====== Records shown

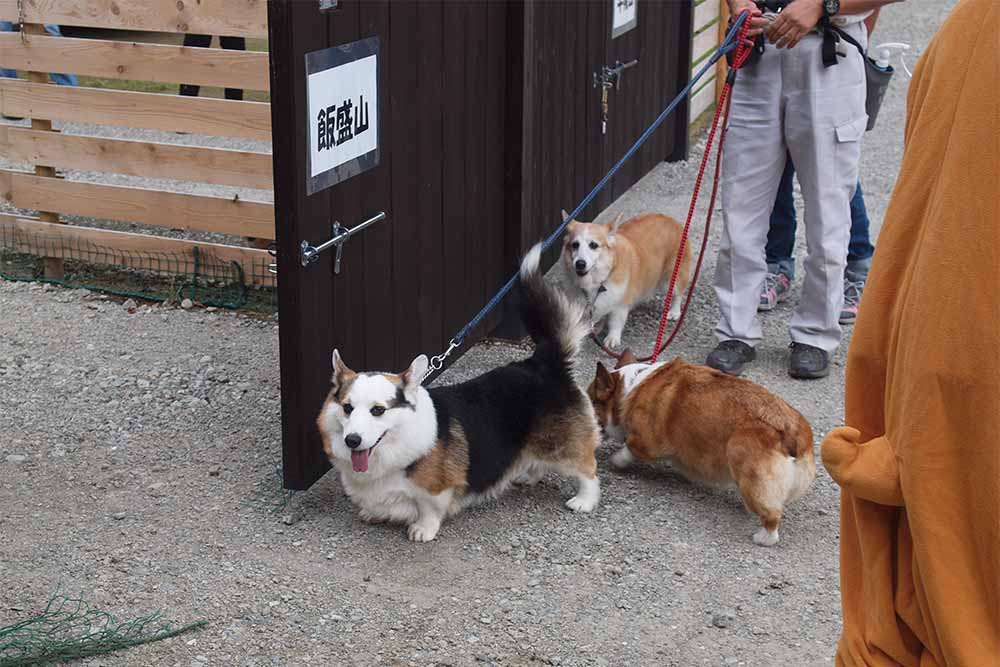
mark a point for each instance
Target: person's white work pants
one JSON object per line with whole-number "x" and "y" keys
{"x": 788, "y": 101}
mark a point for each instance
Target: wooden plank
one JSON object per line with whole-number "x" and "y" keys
{"x": 137, "y": 158}
{"x": 702, "y": 100}
{"x": 705, "y": 12}
{"x": 52, "y": 267}
{"x": 122, "y": 249}
{"x": 136, "y": 61}
{"x": 682, "y": 20}
{"x": 149, "y": 207}
{"x": 722, "y": 68}
{"x": 705, "y": 41}
{"x": 237, "y": 18}
{"x": 198, "y": 115}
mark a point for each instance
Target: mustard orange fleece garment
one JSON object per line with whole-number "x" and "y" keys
{"x": 919, "y": 462}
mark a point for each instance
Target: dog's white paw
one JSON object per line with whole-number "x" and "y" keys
{"x": 580, "y": 503}
{"x": 623, "y": 458}
{"x": 373, "y": 519}
{"x": 765, "y": 538}
{"x": 423, "y": 531}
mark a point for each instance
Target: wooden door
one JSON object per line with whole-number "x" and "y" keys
{"x": 406, "y": 284}
{"x": 565, "y": 150}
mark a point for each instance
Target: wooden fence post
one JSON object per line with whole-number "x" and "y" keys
{"x": 52, "y": 267}
{"x": 721, "y": 67}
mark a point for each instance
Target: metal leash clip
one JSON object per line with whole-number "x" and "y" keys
{"x": 437, "y": 361}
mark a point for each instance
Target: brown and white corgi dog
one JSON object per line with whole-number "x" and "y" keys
{"x": 714, "y": 428}
{"x": 413, "y": 455}
{"x": 619, "y": 265}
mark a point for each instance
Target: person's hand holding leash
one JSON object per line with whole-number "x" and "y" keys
{"x": 794, "y": 23}
{"x": 757, "y": 22}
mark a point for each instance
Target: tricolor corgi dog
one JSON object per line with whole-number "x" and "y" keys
{"x": 413, "y": 455}
{"x": 714, "y": 428}
{"x": 619, "y": 265}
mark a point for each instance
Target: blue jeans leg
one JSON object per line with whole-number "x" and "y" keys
{"x": 860, "y": 251}
{"x": 781, "y": 231}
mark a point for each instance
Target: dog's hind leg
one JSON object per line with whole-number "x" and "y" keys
{"x": 762, "y": 476}
{"x": 584, "y": 468}
{"x": 532, "y": 474}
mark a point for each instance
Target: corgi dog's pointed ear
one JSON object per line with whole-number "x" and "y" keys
{"x": 341, "y": 372}
{"x": 628, "y": 357}
{"x": 604, "y": 383}
{"x": 414, "y": 375}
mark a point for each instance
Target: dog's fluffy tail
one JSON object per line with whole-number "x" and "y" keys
{"x": 555, "y": 323}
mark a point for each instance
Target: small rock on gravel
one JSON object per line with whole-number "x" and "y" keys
{"x": 724, "y": 618}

============

- **Problem**:
Begin with the line that contains "Target: wooden fence post" and print each line exactly until the data ends, including the last line.

- **Reply**:
Target: wooden fence post
one JSON object per line with whole-number "x" and "y" keys
{"x": 52, "y": 267}
{"x": 721, "y": 67}
mark a point for each instance
Target: metal leash clip
one JSON object per line with whole-number "x" and "y" keys
{"x": 437, "y": 361}
mark a point for each instance
Target: brown and white corgi dog
one JSON object per line with whole-number "x" and "y" keys
{"x": 714, "y": 428}
{"x": 413, "y": 455}
{"x": 619, "y": 265}
mark a point for each instance
Target: person's hand holding leash
one JSON object per line with whole-number "x" and "y" keys
{"x": 794, "y": 23}
{"x": 757, "y": 22}
mark a point for each instance
Target: tricolor corgi dog
one JSON object per line with whole-number "x" and "y" keys
{"x": 413, "y": 455}
{"x": 714, "y": 428}
{"x": 619, "y": 265}
mark a point for each instance
Target: blue jeans leg
one JSON object per line with whole-number "x" and "y" keys
{"x": 860, "y": 251}
{"x": 781, "y": 231}
mark a point for each instance
Target: dog's hind leg
one JSON object per line with whole-number "x" and "y" keys
{"x": 762, "y": 476}
{"x": 584, "y": 468}
{"x": 532, "y": 474}
mark a point for each instance
Target: corgi dog's pointed ear
one JSON object per line with whole-number "x" and "y" keys
{"x": 341, "y": 372}
{"x": 628, "y": 357}
{"x": 604, "y": 383}
{"x": 414, "y": 375}
mark a point for each instance
Target: dog's fluffy tail
one JSON object per line with whole-number "x" and "y" keys
{"x": 555, "y": 323}
mark a point for each instance
Target: small rock on gravel
one JSON object per line with whole-number "x" and "y" keys
{"x": 724, "y": 618}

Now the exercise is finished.